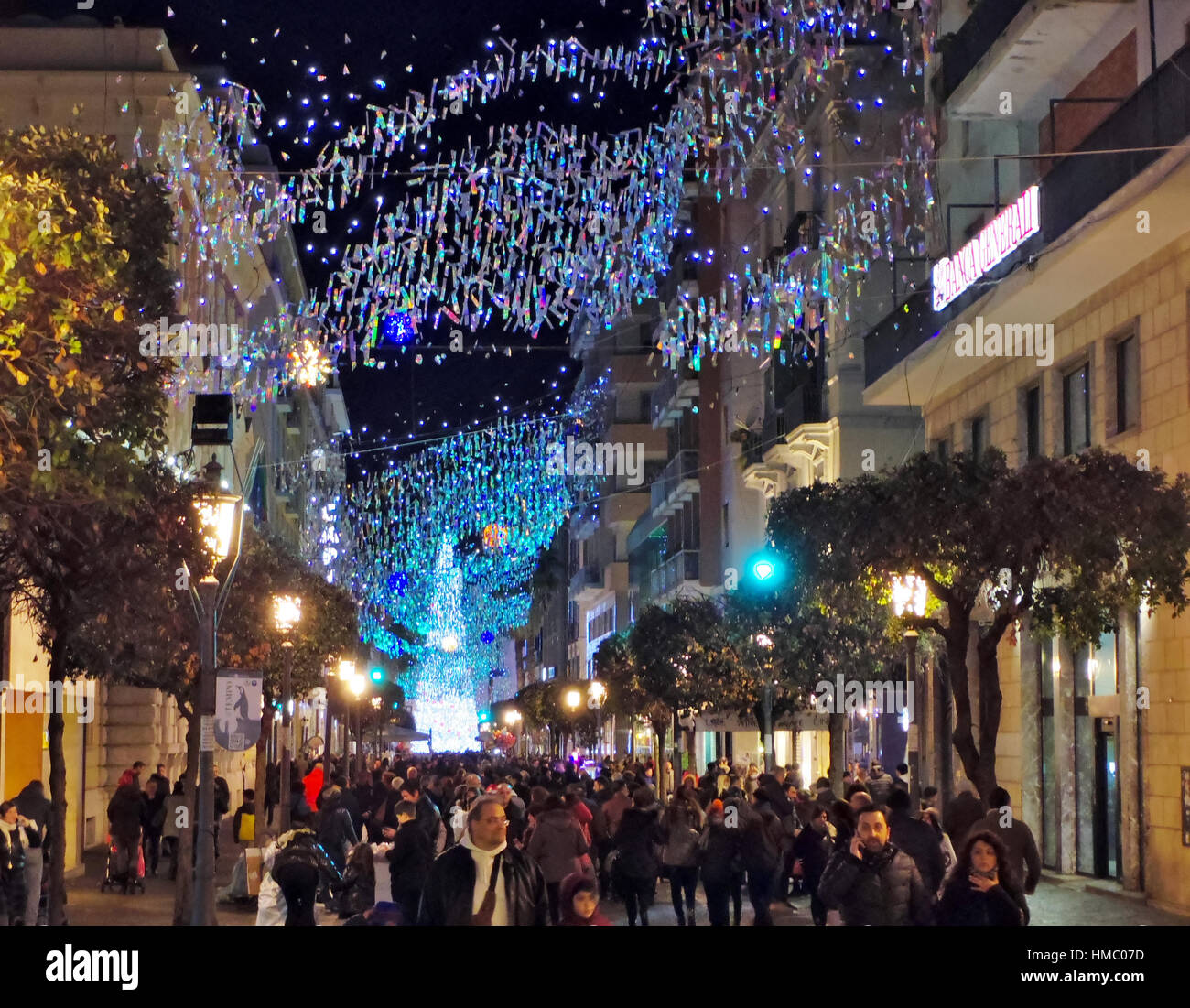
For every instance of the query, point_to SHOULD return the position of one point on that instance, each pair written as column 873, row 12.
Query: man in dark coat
column 427, row 812
column 871, row 882
column 917, row 840
column 1020, row 846
column 960, row 814
column 482, row 880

WRITTEN TASK =
Rewrite the records above with "dark coat" replaced by "black coat" and everything else left unchanged. Omit the pictures from your answer.

TASK ANSWER =
For every instance of the query, point_to SHOULD return the position of one point on that instance, each pair written as column 873, row 12.
Query: man in black coat
column 427, row 812
column 871, row 882
column 917, row 840
column 1020, row 846
column 960, row 814
column 482, row 880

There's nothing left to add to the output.